» **DOCUMENT SECTION**:
With David Vellante
With the inaugural O'Reilly Media Strata conference, the topic of data (aka "Big Data") is coming into sharper focus. When O'Reilly initiates coverage of a topic through an event like O'Reilly Strata, you can be sure the content will be well-thought-out, rich, relevant and visionary in nature. A key theme that emerged from the event was that Big Data is not just about cool technologies and Web 2.0 companies experimenting with gigantic data sets. Rather it's defining new value streams based on leveraging information. The confluence of enterprise IT, cloud computing and Big Data are combining with mobility and emerging social trends to re-shape the technology industry this decade.
Big Data is emerging from the realms of science projects at Web companies to help companies like telecommunication giants understand exactly which customers are unhappy with service and what processes caused the dissatisfaction, and predict which customers are going to change carriers. To obtain this information, billions of loosely-structured bytes of data in different locations needs to be processed until the needle in the haystack is found. The analysis enables executive management to fix faulty processes or people and maybe be able to reach out to retain the at-risk customers. The real business impact is that big data technologies can do this in weeks or months, four-or-more-times faster than traditional data warehousing approaches.
The IT techniques and tools to execute big data processing are new, very important and exciting.
Enterprise Big Data
Big data is data that is too large to process using traditional methods. It originated with Web search companies who had the problem of querying very large distributed aggregations of loosely-structured data. Google developed MapReduce to support distributed computing on large data sets on computer clusters. Inspired by Google's MapReduce and Google File System (GFS) papers, Doug Cutting created Hadoop while he was at Yahoo!, and named it after his son's stuffed elephant.
Hadoop is an Apache project, written in Java and being built and used by a global community of contributors. Yahoo! has been the largest contributor to the project and uses Hadoop extensively across its businesses on 38,000 nodes.
Doug Cutting, meanwhile, joined Cloudera, a commercial Hadoop company that develops, packages, supports and distributes Hadoop (similar to the Red Hat model for Linux), making it accessible to Enterprise IT.
Big data has the following characteristics:
- Very large, distributed aggregations of loosely structured data – often incomplete and inaccessible:
- Petabytes/exabytes of data,
- Millions/billions of people,
- Billions/trillions of records,
- Loosely-structured and often distributed data,
- Flat schemas with few complex interrelationships,
- Often involving time-stamped events,
- Often made up of incomplete data,
- Often including connections between data elements that must be probabilistically inferred,
- Applications that involved Big-data can be:
- Transactional (e.g., Facebook, PhotoBox), or,
- Analytic (e.g., ClickFox, Merced Applications).

» **WORK INSTRUCTIONS**:
a - In the piece on Big Data, what is Hadoop named after?
b - Reproduce the Big Data piece word for word between "Hadoop is an" and "on 38,000 nodes.", inclusive.

» **PROVIDED DATA**:

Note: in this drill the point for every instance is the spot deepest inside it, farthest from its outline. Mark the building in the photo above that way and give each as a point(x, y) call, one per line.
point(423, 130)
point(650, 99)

» **ANSWERS TO THE PROBLEMS**:
a - Doug Cutting's son's stuffed elephant.

b -
Hadoop is an Apache project, written in Java and being built and used by a global community of contributors. Yahoo! has been the largest contributor to the project and uses Hadoop extensively across its businesses on 38,000 nodes.